Exercise requirements =
[a] According to the text on Paris as Europe's creative capital, in what year was the Moulin Rouge cabaret opened?
[b] Continue the text on artists, writers, and exiles in Paris from where it stops.

Document text =
----
Artists, Writers, and Exiles in Paris

Paris became a magnet for the international avant-garde in the mid-1800s and remained Europe's creative capital until the 1950s. It all began south of Montmartre, when Romantics, including writers Charles Baudelaire and George Sand (with her lover, Polish composer Frédéric Chopin), moved into the streets below Boulevard de Clichy. Impressionist painters Claude Monet, Edouard Manet, and Mary Cassatt had studios here, near Gare St-Lazare, so they could commute to the countryside. In the 1880s the neighborhood dance halls had a new attraction: the cancan, and in 1889 the Moulin Rouge cabaret was opened.
----
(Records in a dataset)
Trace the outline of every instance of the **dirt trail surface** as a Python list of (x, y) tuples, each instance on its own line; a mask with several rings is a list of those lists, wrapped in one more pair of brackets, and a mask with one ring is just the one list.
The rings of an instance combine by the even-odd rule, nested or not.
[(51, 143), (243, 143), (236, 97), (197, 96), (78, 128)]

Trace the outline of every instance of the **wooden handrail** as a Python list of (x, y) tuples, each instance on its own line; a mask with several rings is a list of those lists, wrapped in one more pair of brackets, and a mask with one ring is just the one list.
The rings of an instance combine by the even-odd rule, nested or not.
----
Numbered responses =
[a] 1889

[b]
The artistic maelstrom continued through the Belle Époque and beyond. In the early 1900s Picasso and Braque launched Cubism from a ramshackle hillside studio, the Bateau-Lavoir, and a similar beehive of activity was established at the south end of the city in a curious studio building called La Ruche (the beehive, at the Convention métro stop). Artists from different disciplines worked together on experimental productions. In 1917 the modernist ballet Parade hit the stage, danced by impresario Sergei Diaghilev's Ballets Russes, with music by Erik Satie and costumes by Picasso—everyone involved was hauled off to court, accused of being cultural anarchists.

World War I shattered this creative frenzy, and when peace returned, the artists had moved. The narrow streets of Montparnasse had old buildings suitable for studios, and the area hummed with a wide, new, café-filled boulevard. At 27 rue Fleurus, Gertrude Stein held court with her partner, Alice B. Toklas. Picasso drew admirers to La Rotonde, and F. Scott Fitzgerald drank at the now-defunct Dingo.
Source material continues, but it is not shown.